摘录:

************

肿瘤如何改造微环境促进T细胞耗竭是研究热点，但内在机制仍不清楚。我们研究发现癌旁巨噬细胞（MΦ）分布和肝癌预后密切相关；高尔基体蛋白GOLM1通过囊泡样结构参与蛋白分选和再分布。临床组织标本分析显示GOLM1高表达常伴有MΦ密度增加，PD-L1表达升高，CD8+T细胞膜抑制性受体增加，细胞数量减少，杀伤肿瘤能力降低。GOLM1通过Rab27参与外泌体调节，PD-L1和GOLM1相互作用减少降解并在外泌体富集。进一步将通过共培养、CyTOF、Cre-LoxP、CO-IP、激光共聚焦、体内试验等明确肝癌外泌体中GOLM1进入MΦ后促进CSF1R再循环和在细胞膜上的重新分布，提高MΦ对CSF1的应答。这一正反馈机制加速富集有PD-L1的外泌体进入募集到肿瘤的MΦ内并高表达，加快T细胞耗竭，促进肝癌生长转移。探索PD-L1单抗、CSF1R抑制剂、MΦ清除剂联合提高肝癌治疗效果的可行性。

************

记录:
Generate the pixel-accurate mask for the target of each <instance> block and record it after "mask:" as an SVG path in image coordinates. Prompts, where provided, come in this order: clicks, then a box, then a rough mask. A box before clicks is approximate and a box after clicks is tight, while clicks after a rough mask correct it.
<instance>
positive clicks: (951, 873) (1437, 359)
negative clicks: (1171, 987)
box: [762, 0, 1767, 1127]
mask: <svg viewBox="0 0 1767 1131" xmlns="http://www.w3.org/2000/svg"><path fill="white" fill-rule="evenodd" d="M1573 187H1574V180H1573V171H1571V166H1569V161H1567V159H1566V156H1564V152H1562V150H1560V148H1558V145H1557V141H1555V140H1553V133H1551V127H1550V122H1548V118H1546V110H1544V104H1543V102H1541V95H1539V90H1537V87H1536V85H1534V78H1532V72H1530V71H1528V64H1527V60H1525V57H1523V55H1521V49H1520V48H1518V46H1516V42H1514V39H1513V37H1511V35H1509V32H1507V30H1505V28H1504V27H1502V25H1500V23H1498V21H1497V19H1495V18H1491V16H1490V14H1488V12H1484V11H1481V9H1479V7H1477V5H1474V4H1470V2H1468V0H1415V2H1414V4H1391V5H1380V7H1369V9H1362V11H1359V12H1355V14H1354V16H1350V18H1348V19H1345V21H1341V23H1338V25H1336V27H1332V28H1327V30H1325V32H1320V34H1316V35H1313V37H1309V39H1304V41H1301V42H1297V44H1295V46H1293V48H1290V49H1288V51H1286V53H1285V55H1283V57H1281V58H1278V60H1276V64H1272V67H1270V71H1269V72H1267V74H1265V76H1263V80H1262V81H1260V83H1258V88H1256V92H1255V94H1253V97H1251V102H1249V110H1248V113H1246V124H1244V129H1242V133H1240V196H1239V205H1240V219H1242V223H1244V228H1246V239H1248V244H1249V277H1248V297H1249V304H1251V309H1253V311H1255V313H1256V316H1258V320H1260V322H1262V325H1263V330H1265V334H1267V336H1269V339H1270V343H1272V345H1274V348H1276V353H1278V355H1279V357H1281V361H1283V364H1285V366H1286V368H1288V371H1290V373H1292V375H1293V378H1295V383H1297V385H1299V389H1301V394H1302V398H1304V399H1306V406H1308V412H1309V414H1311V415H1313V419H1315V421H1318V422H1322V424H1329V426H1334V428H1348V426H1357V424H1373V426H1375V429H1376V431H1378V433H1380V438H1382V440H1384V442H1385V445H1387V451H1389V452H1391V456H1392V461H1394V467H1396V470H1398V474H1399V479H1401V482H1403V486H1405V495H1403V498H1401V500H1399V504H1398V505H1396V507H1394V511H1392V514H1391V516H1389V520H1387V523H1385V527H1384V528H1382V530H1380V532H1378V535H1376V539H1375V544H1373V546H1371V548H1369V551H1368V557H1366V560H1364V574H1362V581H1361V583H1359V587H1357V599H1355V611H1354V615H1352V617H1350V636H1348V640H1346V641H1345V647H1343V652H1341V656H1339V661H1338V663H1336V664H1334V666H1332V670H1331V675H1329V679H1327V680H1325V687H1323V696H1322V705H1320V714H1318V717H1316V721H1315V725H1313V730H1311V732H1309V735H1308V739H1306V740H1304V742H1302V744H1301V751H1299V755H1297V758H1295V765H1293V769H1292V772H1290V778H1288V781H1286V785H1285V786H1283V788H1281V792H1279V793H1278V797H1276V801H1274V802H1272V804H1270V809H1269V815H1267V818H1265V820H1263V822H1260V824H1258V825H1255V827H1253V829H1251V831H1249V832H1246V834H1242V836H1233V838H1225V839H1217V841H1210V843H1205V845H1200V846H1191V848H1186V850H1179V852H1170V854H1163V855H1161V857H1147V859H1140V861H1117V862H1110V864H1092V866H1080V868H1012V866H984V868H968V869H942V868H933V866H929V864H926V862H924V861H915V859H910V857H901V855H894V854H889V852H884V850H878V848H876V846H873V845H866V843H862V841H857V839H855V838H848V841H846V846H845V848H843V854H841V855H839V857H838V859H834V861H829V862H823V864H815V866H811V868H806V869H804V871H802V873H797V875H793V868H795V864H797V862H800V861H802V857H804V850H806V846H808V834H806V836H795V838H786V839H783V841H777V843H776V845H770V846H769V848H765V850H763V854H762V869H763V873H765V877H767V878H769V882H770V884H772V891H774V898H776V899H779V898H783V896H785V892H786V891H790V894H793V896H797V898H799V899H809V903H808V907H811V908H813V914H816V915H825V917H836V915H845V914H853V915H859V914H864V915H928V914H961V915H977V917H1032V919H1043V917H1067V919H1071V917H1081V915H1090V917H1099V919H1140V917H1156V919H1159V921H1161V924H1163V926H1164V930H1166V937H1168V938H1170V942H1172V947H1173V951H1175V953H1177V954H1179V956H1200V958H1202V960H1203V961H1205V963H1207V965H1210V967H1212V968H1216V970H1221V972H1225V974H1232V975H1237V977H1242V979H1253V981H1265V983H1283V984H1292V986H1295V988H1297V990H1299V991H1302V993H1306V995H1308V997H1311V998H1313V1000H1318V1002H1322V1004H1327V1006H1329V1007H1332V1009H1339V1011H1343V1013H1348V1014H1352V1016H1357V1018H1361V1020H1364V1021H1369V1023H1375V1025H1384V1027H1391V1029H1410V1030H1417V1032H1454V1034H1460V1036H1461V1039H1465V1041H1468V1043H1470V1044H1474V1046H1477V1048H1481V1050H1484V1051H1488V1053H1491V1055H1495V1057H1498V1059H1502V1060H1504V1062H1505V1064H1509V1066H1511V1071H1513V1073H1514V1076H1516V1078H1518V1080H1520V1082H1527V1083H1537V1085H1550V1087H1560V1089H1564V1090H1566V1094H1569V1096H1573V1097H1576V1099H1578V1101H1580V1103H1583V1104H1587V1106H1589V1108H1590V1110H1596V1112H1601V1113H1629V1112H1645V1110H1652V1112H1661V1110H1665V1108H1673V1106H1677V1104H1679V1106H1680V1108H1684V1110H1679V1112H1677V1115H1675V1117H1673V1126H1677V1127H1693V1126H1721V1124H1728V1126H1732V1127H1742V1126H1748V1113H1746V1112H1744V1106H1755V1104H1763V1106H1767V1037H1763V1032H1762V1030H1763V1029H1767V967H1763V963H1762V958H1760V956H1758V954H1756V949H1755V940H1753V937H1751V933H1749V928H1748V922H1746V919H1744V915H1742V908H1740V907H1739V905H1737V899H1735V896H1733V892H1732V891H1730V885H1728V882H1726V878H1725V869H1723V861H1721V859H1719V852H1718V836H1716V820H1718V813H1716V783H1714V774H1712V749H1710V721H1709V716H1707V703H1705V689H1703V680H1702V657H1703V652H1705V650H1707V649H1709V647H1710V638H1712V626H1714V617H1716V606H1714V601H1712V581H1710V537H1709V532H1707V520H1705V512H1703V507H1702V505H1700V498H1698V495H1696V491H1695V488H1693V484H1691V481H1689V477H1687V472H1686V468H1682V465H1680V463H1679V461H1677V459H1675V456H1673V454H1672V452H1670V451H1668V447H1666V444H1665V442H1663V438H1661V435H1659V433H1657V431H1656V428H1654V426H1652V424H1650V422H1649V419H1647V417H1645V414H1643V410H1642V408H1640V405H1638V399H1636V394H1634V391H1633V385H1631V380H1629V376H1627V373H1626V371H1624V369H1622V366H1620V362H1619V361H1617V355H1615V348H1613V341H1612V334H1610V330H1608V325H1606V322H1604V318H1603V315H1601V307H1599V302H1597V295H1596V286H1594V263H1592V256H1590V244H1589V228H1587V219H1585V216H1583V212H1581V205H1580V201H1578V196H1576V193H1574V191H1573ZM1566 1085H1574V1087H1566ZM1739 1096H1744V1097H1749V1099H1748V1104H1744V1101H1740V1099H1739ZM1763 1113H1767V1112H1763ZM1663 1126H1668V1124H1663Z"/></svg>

************

逐字给出上面关于GOLM1促进肝癌T细胞耗竭机制的研究摘要全文，不作任何改动。

已解问题:
肿瘤如何改造微环境促进T细胞耗竭是研究热点，但内在机制仍不清楚。我们研究发现癌旁巨噬细胞（MΦ）分布和肝癌预后密切相关；高尔基体蛋白GOLM1通过囊泡样结构参与蛋白分选和再分布。临床组织标本分析显示GOLM1高表达常伴有MΦ密度增加，PD-L1表达升高，CD8+T细胞膜抑制性受体增加，细胞数量减少，杀伤肿瘤能力降低。GOLM1通过Rab27参与外泌体调节，PD-L1和GOLM1相互作用减少降解并在外泌体富集。进一步将通过共培养、CyTOF、Cre-LoxP、CO-IP、激光共聚焦、体内试验等明确肝癌外泌体中GOLM1进入MΦ后促进CSF1R再循环和在细胞膜上的重新分布，提高MΦ对CSF1的应答。这一正反馈机制加速富集有PD-L1的外泌体进入募集到肿瘤的MΦ内并高表达，加快T细胞耗竭，促进肝癌生长转移。探索PD-L1单抗、CSF1R抑制剂、MΦ清除剂联合提高肝癌治疗效果的可行性。